Count the lines in the records below that contain the string "gray", treating uppercase and lowercase as distinct, and give only the number.

====== DATA IN THIS EXERCISE ======

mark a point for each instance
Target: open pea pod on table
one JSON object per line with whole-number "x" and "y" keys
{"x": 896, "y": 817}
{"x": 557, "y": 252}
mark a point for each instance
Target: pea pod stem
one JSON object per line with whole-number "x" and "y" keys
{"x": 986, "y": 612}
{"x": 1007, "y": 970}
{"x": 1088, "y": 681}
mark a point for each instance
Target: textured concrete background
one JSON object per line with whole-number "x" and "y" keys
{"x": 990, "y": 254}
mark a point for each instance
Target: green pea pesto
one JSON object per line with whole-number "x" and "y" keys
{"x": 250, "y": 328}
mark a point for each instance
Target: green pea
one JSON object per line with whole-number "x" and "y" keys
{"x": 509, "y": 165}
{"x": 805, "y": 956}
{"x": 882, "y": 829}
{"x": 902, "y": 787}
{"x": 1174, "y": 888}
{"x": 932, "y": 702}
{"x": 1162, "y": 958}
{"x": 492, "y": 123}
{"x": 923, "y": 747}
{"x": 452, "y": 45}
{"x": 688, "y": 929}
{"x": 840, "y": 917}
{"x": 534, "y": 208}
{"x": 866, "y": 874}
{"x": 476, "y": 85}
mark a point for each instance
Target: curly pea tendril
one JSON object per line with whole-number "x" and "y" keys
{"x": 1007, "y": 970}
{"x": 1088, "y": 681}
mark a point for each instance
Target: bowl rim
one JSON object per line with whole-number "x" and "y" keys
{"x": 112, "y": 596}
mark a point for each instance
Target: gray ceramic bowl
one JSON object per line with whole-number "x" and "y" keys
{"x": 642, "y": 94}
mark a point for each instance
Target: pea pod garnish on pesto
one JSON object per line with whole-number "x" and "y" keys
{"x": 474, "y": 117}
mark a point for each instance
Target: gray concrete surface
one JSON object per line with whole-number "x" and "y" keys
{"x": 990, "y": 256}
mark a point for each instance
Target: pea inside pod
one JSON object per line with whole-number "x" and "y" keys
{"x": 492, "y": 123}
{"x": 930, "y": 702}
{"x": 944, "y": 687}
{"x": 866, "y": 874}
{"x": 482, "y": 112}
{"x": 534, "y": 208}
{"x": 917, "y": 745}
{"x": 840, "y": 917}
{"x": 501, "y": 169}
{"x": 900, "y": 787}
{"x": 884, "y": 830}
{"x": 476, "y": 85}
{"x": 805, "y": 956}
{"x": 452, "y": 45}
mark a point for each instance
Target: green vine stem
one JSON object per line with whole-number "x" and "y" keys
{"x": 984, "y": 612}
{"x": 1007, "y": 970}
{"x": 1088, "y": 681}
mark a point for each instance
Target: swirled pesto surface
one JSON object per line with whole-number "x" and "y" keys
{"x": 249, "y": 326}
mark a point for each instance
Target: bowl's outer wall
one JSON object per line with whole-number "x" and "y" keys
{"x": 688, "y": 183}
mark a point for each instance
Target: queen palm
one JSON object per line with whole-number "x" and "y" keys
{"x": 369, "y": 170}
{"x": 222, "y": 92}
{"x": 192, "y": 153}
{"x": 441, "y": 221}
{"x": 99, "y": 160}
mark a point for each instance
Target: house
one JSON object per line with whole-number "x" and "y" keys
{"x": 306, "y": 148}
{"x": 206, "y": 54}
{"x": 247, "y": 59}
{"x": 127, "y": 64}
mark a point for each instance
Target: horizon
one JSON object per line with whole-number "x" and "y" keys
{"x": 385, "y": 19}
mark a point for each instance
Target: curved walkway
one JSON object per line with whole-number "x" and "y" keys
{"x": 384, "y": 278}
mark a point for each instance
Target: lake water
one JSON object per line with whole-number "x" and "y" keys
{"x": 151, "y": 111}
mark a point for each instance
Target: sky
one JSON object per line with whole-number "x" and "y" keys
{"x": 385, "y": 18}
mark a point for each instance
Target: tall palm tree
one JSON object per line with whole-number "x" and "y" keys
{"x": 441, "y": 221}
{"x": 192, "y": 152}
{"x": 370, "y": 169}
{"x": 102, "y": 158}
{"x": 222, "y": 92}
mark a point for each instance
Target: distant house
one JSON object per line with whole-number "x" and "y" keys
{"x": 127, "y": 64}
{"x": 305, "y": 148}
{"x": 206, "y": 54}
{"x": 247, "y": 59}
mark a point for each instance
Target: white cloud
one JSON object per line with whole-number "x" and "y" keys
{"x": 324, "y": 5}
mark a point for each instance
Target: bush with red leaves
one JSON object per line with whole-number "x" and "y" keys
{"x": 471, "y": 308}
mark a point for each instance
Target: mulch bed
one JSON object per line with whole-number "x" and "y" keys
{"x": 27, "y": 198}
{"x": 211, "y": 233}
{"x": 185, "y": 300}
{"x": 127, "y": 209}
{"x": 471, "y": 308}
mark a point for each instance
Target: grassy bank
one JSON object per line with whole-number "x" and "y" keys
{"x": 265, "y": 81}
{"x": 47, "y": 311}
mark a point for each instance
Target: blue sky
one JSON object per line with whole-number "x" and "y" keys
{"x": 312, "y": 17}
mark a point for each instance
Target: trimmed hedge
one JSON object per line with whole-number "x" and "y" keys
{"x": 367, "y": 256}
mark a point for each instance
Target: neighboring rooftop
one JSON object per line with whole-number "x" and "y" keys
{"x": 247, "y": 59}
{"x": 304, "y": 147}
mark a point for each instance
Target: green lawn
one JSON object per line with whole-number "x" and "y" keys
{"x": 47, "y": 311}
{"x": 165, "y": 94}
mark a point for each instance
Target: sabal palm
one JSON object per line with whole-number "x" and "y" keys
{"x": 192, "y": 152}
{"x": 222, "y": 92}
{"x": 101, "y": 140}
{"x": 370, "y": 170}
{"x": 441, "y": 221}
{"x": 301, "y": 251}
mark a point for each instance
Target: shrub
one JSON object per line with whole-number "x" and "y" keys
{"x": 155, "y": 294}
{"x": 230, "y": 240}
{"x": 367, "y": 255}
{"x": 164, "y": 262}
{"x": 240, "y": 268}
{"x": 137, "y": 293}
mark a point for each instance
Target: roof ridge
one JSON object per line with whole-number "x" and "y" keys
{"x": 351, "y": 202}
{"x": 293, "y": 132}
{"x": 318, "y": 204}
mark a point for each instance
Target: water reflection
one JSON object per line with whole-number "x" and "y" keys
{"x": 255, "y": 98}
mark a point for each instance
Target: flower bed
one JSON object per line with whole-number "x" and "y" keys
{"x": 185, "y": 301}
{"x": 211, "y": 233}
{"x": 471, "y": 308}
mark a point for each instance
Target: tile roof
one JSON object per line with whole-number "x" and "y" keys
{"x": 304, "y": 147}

======

**EXPECTED OUTPUT**:
2